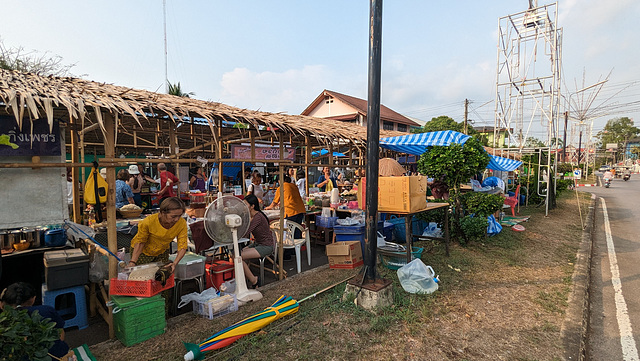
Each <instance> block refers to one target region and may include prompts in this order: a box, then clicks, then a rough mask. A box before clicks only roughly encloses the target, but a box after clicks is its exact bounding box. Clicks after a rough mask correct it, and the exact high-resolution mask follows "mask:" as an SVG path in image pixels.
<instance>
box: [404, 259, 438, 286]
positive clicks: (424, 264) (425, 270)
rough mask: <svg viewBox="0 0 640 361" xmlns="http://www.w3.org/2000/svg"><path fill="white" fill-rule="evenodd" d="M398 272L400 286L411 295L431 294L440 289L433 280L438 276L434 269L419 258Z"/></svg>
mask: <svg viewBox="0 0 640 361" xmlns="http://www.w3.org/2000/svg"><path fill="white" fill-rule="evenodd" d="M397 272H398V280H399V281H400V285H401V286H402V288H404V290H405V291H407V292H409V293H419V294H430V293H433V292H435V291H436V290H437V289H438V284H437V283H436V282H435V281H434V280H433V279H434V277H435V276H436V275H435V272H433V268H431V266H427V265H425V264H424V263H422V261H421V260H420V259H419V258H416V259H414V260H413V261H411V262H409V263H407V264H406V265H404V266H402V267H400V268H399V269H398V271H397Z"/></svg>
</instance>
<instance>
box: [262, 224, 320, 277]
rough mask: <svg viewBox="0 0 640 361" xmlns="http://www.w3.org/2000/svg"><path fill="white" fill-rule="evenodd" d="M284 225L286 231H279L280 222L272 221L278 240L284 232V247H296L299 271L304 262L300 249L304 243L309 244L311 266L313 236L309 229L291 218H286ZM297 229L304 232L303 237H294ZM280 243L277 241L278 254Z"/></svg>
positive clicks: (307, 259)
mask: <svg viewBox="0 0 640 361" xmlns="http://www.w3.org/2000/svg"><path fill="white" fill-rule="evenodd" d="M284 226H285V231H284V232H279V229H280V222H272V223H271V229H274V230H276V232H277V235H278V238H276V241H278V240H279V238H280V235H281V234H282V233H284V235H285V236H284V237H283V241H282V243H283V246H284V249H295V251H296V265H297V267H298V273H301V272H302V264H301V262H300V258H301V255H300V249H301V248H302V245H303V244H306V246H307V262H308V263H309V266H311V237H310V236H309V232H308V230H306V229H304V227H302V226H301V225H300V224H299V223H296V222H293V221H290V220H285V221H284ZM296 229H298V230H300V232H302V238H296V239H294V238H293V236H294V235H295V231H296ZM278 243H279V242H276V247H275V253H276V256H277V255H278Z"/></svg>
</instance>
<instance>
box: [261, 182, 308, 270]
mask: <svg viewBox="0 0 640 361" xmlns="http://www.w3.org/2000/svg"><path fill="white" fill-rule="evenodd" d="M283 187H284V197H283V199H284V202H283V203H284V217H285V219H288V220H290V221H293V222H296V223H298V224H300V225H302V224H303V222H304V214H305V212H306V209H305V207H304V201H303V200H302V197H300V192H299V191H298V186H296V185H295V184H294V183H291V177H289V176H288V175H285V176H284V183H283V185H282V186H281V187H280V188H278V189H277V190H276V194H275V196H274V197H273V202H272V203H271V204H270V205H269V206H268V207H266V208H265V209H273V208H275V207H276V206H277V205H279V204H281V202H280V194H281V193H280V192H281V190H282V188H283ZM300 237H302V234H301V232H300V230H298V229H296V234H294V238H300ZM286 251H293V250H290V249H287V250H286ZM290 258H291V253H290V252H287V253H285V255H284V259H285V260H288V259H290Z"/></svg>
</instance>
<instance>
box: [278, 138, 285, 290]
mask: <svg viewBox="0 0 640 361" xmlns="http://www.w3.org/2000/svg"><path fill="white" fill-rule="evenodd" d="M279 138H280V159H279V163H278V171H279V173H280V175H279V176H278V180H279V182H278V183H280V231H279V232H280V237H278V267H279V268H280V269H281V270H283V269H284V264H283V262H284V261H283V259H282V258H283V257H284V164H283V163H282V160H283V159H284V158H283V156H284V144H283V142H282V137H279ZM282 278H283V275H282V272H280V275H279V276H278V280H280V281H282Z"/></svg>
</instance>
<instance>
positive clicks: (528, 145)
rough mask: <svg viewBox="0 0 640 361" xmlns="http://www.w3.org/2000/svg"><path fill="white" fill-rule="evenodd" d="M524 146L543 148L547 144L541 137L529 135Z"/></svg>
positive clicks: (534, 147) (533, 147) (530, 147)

::::::

Copy out the listing above in full and leave out its pictures.

RESPONSE FOR THIS EXERCISE:
Each <instance> block refers to one target region and may include prompts in this order: a box, then clicks, then a rough mask. A box before clicks only roughly encloses the target, but a box after clicks is its exact bounding box. Clicks after a rough mask correct it, and the exact high-resolution mask follows "mask:" as an SVG path in image pixels.
<instance>
box: [404, 259, 438, 286]
positive clicks: (424, 264) (425, 270)
rough mask: <svg viewBox="0 0 640 361" xmlns="http://www.w3.org/2000/svg"><path fill="white" fill-rule="evenodd" d="M398 272L400 286L411 295L431 294L440 289L433 280L438 276L434 269L419 258Z"/></svg>
mask: <svg viewBox="0 0 640 361" xmlns="http://www.w3.org/2000/svg"><path fill="white" fill-rule="evenodd" d="M397 272H398V280H399V281H400V285H401V286H402V288H404V290H405V291H407V292H409V293H419V294H430V293H433V292H435V291H436V290H437V289H438V284H437V283H436V282H435V281H434V280H433V279H434V277H435V276H436V275H435V272H433V268H431V266H427V265H425V264H424V263H422V261H421V260H420V259H419V258H416V259H414V260H413V261H411V262H409V263H407V264H406V265H404V266H402V267H400V268H399V269H398V271H397Z"/></svg>
</instance>
<instance>
box: [262, 224, 320, 277]
rough mask: <svg viewBox="0 0 640 361" xmlns="http://www.w3.org/2000/svg"><path fill="white" fill-rule="evenodd" d="M284 225L286 231H279L280 222L272 221L278 240L284 232V247H296L299 271L304 262L300 249L304 243L309 244L311 266L313 236L309 229L291 218H286ZM297 229L304 232L303 237H294ZM280 243L277 241L278 254Z"/></svg>
positive clicks: (307, 259)
mask: <svg viewBox="0 0 640 361" xmlns="http://www.w3.org/2000/svg"><path fill="white" fill-rule="evenodd" d="M284 226H285V231H284V232H279V229H280V222H272V223H271V229H274V230H276V232H277V235H278V238H276V241H278V240H279V238H280V235H281V234H282V233H284V235H285V236H284V237H283V241H282V243H283V246H284V249H295V251H296V265H297V267H298V273H301V272H302V264H301V262H300V258H301V255H300V249H301V248H302V245H303V244H306V246H307V262H308V263H309V266H311V237H310V236H309V232H308V230H306V229H304V227H302V226H301V225H300V224H299V223H296V222H293V221H290V220H285V221H284ZM296 229H298V230H300V232H302V238H296V239H294V238H293V236H294V235H295V231H296ZM278 243H279V242H276V247H275V253H276V256H277V255H278Z"/></svg>
</instance>
<instance>
box: [261, 182, 308, 270]
mask: <svg viewBox="0 0 640 361" xmlns="http://www.w3.org/2000/svg"><path fill="white" fill-rule="evenodd" d="M283 187H284V197H283V199H284V202H283V203H284V217H285V219H288V220H290V221H293V222H296V223H298V224H300V225H302V224H303V222H304V214H305V212H306V209H305V207H304V201H303V200H302V197H300V192H299V191H298V186H296V185H295V184H294V183H291V177H289V176H288V175H285V176H284V183H283V185H282V186H281V187H280V188H278V189H277V190H276V194H275V196H274V197H273V202H272V203H271V204H270V205H269V206H268V207H266V208H265V209H273V208H275V207H276V206H277V205H279V204H281V202H280V194H281V193H280V192H281V190H282V188H283ZM300 237H302V234H301V232H300V230H298V229H296V234H294V238H300ZM286 251H293V250H290V249H287V250H286ZM290 258H291V253H290V252H287V253H285V255H284V259H285V260H288V259H290Z"/></svg>
</instance>
<instance>
box: [278, 138, 285, 290]
mask: <svg viewBox="0 0 640 361" xmlns="http://www.w3.org/2000/svg"><path fill="white" fill-rule="evenodd" d="M279 138H280V159H279V163H278V171H279V173H280V175H279V176H278V180H279V182H278V183H280V231H279V232H280V237H278V267H279V268H280V269H281V270H283V269H284V264H283V262H284V261H283V259H282V258H283V257H284V164H283V163H282V160H283V159H284V158H283V156H284V144H283V142H282V137H279ZM282 278H283V275H282V272H280V275H279V276H278V280H280V281H282Z"/></svg>
</instance>
<instance>
positive clicks: (528, 145)
rough mask: <svg viewBox="0 0 640 361" xmlns="http://www.w3.org/2000/svg"><path fill="white" fill-rule="evenodd" d="M524 146L543 148L547 144L541 137L529 135Z"/></svg>
positive clicks: (534, 147) (533, 147) (530, 147)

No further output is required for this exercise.